Provided material
━━━━━━
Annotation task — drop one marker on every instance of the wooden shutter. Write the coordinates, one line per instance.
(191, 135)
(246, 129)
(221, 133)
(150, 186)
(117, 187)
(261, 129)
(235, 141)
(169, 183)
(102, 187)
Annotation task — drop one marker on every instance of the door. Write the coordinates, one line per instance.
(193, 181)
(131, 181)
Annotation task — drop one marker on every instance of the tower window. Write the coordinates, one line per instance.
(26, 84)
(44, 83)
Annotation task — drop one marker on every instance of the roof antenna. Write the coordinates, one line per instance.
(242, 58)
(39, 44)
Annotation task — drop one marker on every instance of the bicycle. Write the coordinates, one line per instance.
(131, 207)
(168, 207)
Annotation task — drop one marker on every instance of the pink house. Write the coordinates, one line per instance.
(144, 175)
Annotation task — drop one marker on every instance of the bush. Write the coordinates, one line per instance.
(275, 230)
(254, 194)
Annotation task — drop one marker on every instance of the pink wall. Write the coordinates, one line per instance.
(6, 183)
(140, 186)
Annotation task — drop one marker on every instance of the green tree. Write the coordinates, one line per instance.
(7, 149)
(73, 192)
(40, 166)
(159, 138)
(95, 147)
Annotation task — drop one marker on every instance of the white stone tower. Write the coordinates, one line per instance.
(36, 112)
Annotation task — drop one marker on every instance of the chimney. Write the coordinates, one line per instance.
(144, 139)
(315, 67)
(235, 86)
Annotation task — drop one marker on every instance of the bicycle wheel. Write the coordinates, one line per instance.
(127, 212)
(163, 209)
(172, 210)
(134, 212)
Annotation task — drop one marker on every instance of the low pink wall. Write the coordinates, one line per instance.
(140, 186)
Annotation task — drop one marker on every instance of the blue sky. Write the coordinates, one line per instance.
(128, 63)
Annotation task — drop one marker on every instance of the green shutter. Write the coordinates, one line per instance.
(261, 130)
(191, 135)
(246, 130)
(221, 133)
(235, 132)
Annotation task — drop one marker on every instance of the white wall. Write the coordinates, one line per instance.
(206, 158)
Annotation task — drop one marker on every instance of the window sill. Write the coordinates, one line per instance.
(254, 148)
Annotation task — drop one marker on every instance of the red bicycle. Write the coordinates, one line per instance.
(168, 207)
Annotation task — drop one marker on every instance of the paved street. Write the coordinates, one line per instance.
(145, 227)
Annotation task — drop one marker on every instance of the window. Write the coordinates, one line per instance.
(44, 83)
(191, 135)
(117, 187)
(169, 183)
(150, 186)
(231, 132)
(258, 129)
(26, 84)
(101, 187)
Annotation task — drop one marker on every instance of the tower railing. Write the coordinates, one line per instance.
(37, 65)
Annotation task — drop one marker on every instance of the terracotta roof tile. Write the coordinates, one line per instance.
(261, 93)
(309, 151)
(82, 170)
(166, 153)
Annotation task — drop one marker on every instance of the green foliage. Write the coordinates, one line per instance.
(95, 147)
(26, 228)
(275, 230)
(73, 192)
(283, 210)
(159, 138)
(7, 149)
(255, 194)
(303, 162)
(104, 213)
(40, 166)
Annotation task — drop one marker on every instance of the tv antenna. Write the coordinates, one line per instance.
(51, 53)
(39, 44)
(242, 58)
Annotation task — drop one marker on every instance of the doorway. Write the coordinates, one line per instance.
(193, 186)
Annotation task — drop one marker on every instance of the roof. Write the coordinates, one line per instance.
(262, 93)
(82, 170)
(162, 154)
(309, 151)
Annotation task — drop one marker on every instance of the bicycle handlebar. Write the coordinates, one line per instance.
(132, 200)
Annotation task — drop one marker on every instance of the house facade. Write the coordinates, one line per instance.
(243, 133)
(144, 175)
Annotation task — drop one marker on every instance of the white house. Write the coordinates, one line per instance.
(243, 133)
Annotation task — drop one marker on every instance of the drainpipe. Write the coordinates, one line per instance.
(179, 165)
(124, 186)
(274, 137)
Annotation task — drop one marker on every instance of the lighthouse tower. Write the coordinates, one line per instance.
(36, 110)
━━━━━━
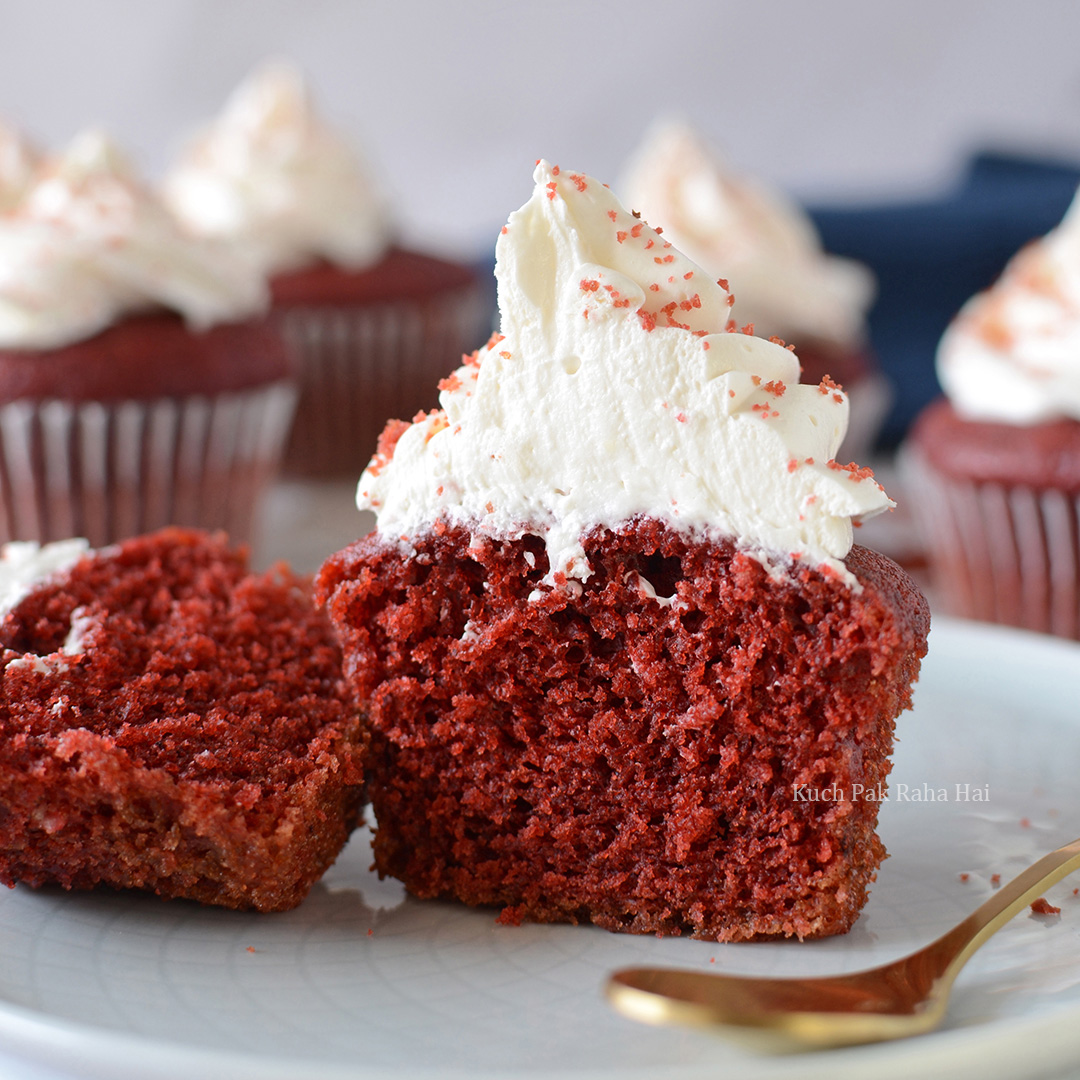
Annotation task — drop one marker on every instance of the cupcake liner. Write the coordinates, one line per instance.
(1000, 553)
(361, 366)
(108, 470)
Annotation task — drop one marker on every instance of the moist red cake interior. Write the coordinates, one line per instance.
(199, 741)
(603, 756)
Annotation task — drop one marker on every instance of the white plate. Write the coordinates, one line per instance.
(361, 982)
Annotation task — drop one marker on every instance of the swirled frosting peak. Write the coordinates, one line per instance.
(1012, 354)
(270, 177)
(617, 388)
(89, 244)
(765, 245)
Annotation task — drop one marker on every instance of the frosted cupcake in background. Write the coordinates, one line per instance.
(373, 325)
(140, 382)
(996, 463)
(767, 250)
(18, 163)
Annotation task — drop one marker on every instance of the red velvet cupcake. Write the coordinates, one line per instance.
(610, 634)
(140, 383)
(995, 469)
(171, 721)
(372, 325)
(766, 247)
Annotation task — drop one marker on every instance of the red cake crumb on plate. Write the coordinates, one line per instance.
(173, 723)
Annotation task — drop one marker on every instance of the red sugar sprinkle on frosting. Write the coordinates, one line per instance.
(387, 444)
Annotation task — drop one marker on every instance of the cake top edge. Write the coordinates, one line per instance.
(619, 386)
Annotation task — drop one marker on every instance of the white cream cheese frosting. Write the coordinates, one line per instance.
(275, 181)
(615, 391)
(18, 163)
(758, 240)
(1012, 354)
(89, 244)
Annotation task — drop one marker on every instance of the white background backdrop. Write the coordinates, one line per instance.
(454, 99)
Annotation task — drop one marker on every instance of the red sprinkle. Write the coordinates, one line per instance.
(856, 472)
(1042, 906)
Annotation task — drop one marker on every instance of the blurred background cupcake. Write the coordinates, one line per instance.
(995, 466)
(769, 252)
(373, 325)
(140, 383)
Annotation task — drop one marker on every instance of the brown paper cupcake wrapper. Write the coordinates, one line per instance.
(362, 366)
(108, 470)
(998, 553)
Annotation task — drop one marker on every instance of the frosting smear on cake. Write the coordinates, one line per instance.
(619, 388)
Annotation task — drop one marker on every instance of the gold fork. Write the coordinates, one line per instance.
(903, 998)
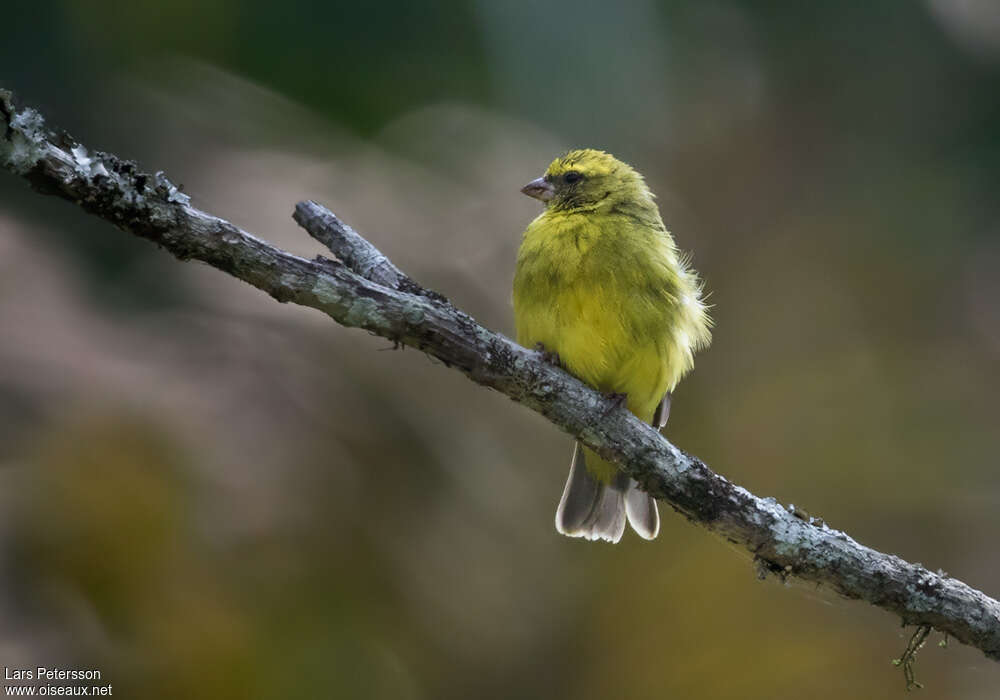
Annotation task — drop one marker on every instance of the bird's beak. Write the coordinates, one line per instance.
━━━━━━
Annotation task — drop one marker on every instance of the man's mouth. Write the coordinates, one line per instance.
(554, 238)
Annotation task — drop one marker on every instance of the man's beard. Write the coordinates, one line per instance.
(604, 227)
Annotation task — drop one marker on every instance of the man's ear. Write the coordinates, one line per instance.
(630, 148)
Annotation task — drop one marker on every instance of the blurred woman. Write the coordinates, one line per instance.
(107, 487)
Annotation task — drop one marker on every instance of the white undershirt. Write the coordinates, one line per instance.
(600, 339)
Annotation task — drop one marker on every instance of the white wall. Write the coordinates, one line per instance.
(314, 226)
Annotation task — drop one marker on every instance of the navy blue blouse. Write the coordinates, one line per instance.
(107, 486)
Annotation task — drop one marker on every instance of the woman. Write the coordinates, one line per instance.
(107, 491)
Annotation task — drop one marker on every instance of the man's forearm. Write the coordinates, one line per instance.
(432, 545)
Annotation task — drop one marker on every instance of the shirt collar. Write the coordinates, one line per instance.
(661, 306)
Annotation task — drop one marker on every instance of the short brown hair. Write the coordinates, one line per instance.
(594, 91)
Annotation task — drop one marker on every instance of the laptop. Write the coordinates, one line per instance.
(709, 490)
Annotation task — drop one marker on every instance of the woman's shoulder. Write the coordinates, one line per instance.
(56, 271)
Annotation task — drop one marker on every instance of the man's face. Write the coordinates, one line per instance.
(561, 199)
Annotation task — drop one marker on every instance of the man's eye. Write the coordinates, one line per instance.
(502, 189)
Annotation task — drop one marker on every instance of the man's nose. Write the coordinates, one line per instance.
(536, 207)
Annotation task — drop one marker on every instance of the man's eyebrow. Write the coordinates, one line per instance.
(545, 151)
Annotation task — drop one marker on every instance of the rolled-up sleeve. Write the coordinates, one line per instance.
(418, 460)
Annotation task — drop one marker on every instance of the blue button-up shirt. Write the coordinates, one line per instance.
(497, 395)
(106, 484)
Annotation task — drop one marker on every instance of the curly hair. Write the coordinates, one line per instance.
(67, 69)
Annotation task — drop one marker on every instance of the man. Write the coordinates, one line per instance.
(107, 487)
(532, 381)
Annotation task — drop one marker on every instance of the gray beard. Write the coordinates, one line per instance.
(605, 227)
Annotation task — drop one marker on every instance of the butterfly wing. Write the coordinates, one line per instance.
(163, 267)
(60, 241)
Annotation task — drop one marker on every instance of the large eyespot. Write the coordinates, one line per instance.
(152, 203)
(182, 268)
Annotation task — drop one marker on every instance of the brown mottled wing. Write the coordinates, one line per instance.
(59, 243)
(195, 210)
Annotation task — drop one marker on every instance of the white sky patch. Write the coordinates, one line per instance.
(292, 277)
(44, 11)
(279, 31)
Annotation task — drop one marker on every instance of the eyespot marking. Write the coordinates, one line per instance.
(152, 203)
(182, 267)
━━━━━━
Given request
How many of the lines above contain the word "shutter", with case counting? Reply with the number only.

Answer in full
2